The exercise: Pull out every line in the records below that contains the word "plume". Copy each such line in full.
==== Record list ====
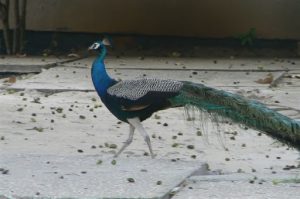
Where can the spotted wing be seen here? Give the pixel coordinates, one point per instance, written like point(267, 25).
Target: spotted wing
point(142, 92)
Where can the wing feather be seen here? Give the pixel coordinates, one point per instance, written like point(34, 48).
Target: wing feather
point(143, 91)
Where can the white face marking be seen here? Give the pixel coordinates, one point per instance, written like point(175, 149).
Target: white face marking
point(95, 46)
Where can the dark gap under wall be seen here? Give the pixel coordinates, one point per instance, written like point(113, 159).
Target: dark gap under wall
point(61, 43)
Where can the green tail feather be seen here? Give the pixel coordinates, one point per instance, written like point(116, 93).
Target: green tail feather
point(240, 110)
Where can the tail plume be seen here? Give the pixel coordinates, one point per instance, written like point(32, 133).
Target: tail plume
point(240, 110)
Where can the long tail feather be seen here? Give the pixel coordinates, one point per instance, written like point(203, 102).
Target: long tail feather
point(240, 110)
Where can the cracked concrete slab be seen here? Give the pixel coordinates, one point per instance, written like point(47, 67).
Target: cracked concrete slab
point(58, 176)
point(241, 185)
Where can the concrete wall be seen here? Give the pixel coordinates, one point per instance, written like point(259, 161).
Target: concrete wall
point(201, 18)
====
==== Record list ====
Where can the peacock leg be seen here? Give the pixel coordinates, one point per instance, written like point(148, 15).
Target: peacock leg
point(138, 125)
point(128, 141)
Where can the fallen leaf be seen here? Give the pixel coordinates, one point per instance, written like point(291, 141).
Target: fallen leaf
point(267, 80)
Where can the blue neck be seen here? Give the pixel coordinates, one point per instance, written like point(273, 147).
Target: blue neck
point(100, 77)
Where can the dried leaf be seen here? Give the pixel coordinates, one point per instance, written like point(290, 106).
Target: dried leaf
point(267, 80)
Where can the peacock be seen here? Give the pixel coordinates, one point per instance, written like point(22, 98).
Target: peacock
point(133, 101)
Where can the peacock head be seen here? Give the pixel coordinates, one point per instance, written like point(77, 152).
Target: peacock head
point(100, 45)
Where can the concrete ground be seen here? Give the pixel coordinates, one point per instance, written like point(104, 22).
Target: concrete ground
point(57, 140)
====
Solution to this task:
Where can the tail plume be seen here? Give the pixel coordinates, one point per instance, written like point(32, 133).
Target: tail plume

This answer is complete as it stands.